Задание:
Перечислите всех людей, которые упомянуты по фамилии в приведенной ниже статье о рассказе Гердта.

Текст страницы:
◆ ◆ ◆ ◆ ◆ ◆ ◆
Майса от Гердта, или Французы,
говорившие на идиш
«Еврейский обозреватель» решил повнимательнее посмотреть на одну популярную в еврейском сегменте интернета историю
Два обстоятельства побудили меня разобраться в этом сюжете. Во-первых, годы советской молодости, когда приходилось иметь дело с дозированной, цензурированной, тенденциозно отобранной информацией – не имея полной и системной картины. Вследствие чего выработалась привычка идентифицировать и проверять информацию, особенно усугубившаяся за время работы в СМИ. И, во-вторых, собственный опыт прожитых лет, который показывает, как с годами людей подводит память, и они рассказывают истории, которые не всегда соответствуют тому, что было на самом деле, и противоречат документам и протоколам.
Гердт против Богословского
Сначала рассказ Зиновия Гердта:
«Это был пятьдесят седьмой год. Москва, фестиваль молодежи и студентов.
Толпы иностранцев! Впервые! И приехали пять французских композиторов, сочинители всех песен Ив Монтана: Франсис Лемарк, Марк Эрраль, еще какие-то… Знаменитейшие фамилии! И к ним был приставлен Никита Богословский — во-первых, как вице- или президент общества СССР-Франция, а во-вторых, у него прекрасный французский.
Ну вот. А я тогда играл в Эрмитаже «Необыкновенный концерт», а по соседству выступал Утесов. И так как только от меня, «конферансье», зависело, два часа будет идти наш «концерт» или час двадцать, то я быстренько его отыгрывал, чтобы успеть на второе действие к Леониду Осиповичу. Я его обожал.
◆ ◆ ◆ ◆ ◆ ◆ ◆
Исходные данные:

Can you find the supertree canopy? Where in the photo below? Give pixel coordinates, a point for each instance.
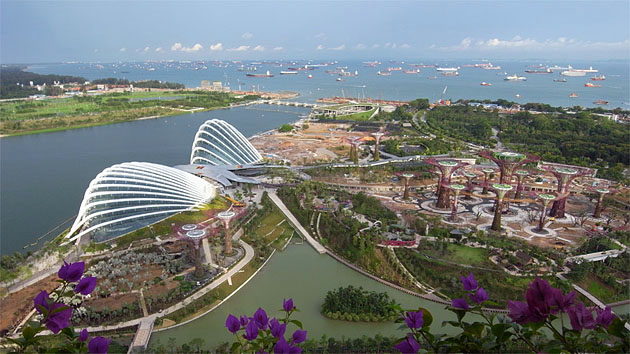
◆ ◆ ◆ ◆ ◆ ◆ ◆
Письменный ответ:
Зиновий Гердт, Ив Монтан, Франсис Лемарк, Марк Эрраль, Никита Богословский, Утесов.